--- Exercise instructions ---
Restate each record exactly as it was written.

--- Given entries ---
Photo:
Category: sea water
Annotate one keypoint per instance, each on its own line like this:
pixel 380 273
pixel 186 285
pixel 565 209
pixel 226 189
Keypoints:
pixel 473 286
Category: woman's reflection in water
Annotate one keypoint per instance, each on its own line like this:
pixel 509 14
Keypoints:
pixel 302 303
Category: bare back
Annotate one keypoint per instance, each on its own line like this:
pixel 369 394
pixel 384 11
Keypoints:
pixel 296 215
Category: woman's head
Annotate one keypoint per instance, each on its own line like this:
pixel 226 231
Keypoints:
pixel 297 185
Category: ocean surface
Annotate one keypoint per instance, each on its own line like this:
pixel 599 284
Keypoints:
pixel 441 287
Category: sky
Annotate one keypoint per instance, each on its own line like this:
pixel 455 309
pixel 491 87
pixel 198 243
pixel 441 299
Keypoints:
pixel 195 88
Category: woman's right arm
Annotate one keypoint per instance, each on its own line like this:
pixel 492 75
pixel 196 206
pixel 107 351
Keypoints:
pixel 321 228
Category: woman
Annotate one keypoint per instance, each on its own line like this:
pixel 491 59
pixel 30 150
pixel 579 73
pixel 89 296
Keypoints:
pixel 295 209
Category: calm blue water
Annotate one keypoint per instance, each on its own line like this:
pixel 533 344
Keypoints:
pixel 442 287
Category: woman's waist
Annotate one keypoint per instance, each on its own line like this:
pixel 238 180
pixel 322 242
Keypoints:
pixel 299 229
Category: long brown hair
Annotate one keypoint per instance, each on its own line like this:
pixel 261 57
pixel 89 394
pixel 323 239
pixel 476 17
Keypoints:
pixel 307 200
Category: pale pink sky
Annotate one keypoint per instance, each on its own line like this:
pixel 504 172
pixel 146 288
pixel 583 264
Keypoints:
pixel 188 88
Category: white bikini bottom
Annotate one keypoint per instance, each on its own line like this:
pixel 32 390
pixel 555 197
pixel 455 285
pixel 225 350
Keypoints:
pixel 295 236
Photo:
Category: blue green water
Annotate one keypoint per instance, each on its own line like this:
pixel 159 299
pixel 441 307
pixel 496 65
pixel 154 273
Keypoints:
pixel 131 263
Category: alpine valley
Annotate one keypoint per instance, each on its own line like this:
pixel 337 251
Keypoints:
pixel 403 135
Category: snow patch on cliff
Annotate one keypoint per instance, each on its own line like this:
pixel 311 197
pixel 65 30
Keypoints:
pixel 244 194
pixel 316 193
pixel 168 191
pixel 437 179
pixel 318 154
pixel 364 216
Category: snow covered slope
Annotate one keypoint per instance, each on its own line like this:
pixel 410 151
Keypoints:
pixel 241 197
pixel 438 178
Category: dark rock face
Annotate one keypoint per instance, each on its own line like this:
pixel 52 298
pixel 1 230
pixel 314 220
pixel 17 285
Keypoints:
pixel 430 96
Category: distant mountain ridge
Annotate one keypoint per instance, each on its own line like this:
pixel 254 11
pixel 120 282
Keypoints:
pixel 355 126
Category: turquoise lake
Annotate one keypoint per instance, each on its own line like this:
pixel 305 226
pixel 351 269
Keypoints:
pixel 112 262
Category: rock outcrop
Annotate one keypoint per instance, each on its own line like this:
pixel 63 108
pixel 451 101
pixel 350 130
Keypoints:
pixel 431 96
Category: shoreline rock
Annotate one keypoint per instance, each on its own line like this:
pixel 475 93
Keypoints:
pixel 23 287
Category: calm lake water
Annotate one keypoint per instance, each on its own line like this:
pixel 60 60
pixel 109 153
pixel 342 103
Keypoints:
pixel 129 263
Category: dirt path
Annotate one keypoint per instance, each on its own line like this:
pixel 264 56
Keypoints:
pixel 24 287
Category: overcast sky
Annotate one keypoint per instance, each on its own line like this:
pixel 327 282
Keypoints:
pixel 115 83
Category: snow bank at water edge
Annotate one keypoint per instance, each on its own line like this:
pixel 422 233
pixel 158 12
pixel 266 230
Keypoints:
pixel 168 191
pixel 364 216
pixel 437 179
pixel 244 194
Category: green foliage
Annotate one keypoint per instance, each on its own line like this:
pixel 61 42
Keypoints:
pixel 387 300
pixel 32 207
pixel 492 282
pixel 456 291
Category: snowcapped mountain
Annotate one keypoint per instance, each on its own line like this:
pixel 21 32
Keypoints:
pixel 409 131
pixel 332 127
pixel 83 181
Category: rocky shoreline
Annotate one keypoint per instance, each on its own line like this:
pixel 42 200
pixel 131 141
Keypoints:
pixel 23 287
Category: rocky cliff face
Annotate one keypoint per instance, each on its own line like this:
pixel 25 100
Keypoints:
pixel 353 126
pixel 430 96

--- Response area ---
Photo:
Category: sea water
Annotate one keypoint per instance, each on its own line like this:
pixel 380 273
pixel 186 285
pixel 565 209
pixel 226 189
Keypoints:
pixel 473 286
Category: woman's reflection in water
Annotate one keypoint per instance, each on its own line like this:
pixel 509 14
Keypoints:
pixel 302 303
Category: bare back
Annotate one keypoint per instance, each on its own line like this:
pixel 369 394
pixel 384 11
Keypoints:
pixel 296 215
Category: woman's head
Annotate one keypoint per instance, each on its own line like this:
pixel 226 231
Keypoints:
pixel 297 185
Category: ocean surface
Annotate one keypoint per instance, each on its own line like this:
pixel 599 284
Keypoints:
pixel 441 287
Category: sky
Annotate one keypoint per instance, each on its own line like this:
pixel 455 309
pixel 491 87
pixel 198 243
pixel 441 299
Keypoints:
pixel 195 88
Category: woman's right arm
Annotate one keypoint per instance, each on its own line like this:
pixel 492 75
pixel 196 206
pixel 107 351
Keypoints:
pixel 321 228
Category: woman
Annotate one keypoint per instance, each on its own line like this:
pixel 491 59
pixel 30 150
pixel 579 73
pixel 89 296
Keypoints:
pixel 295 209
Category: calm blue water
Annotate one keypoint per instance, each on its own line like this:
pixel 533 344
Keypoints:
pixel 442 287
Category: woman's waist
Annotate one keypoint per instance, each on its own line like this:
pixel 238 180
pixel 322 242
Keypoints:
pixel 299 229
Category: long brown hair
Annotate one keypoint per instance, each on its own line like this:
pixel 261 57
pixel 89 394
pixel 323 239
pixel 476 17
Keypoints:
pixel 307 200
Category: pale pink sky
Annotate one keypoint per instance, each on its own line like this:
pixel 504 172
pixel 146 288
pixel 583 264
Keypoints:
pixel 188 88
Category: white bikini bottom
Annotate one keypoint per instance, each on its own line like this:
pixel 32 390
pixel 555 197
pixel 455 285
pixel 225 350
Keypoints:
pixel 295 236
Photo:
Category: blue green water
Annotate one keypoint per instance, each on its own line like this:
pixel 159 299
pixel 441 307
pixel 496 65
pixel 154 273
Keypoints:
pixel 131 263
Category: alpine valley
Annotate one keypoint per instance, each on its own line like this:
pixel 337 251
Keypoints:
pixel 403 135
Category: snow patch on cliff
Annotate one keypoint per instance, each on its own line like this:
pixel 311 197
pixel 65 30
Keypoints:
pixel 244 194
pixel 316 193
pixel 168 191
pixel 437 179
pixel 318 154
pixel 364 216
Category: snow covered slope
Annotate one keypoint per instance, each on its own line like this:
pixel 410 151
Keypoints:
pixel 241 197
pixel 438 178
Category: dark rock face
Annotate one keypoint per instance, each on its own line like this:
pixel 52 298
pixel 1 230
pixel 314 220
pixel 17 285
Keypoints:
pixel 430 96
Category: distant mountain ridge
Annotate one keypoint per instance, each on its own line like this:
pixel 254 11
pixel 120 282
Keypoints:
pixel 355 126
Category: turquoise lake
Annotate one keypoint per instance, each on its own line like this:
pixel 305 226
pixel 351 269
Keypoints:
pixel 112 262
Category: rock outcrop
Annotate one keypoint per instance, each on its own line like this:
pixel 63 108
pixel 451 101
pixel 350 130
Keypoints:
pixel 431 96
Category: shoreline rock
Annotate one keypoint per instance, each on its own line like this:
pixel 475 93
Keypoints:
pixel 23 287
Category: calm lake water
Annotate one keypoint per instance, each on its own line like this:
pixel 60 60
pixel 109 153
pixel 342 103
Keypoints:
pixel 129 263
Category: dirt path
Annotate one keypoint per instance, each on its own line like this:
pixel 264 56
Keypoints:
pixel 24 287
Category: overcast sky
Annotate one keypoint per instance, each on its own line like this:
pixel 327 282
Keypoints:
pixel 115 83
Category: snow bank at water edge
Annotate one keypoint per instance, each on its own line like this:
pixel 422 233
pixel 158 12
pixel 266 230
Keypoints:
pixel 168 191
pixel 364 216
pixel 437 179
pixel 244 194
Category: green foliage
Annotate one keypoint per instance, each on its own line like this:
pixel 61 42
Keypoints:
pixel 387 300
pixel 32 207
pixel 492 282
pixel 456 291
Category: snowcapped mountain
Annotate one keypoint per instance, each on its own line like this:
pixel 21 32
Keypoints:
pixel 409 131
pixel 332 127
pixel 83 181
Category: rocky shoreline
Annotate one keypoint per instance, each on its own line like this:
pixel 42 200
pixel 131 141
Keypoints:
pixel 23 287
Category: rocky cliff face
Annotate one keypoint per instance, each on its own line like this:
pixel 25 100
Keypoints:
pixel 353 126
pixel 430 96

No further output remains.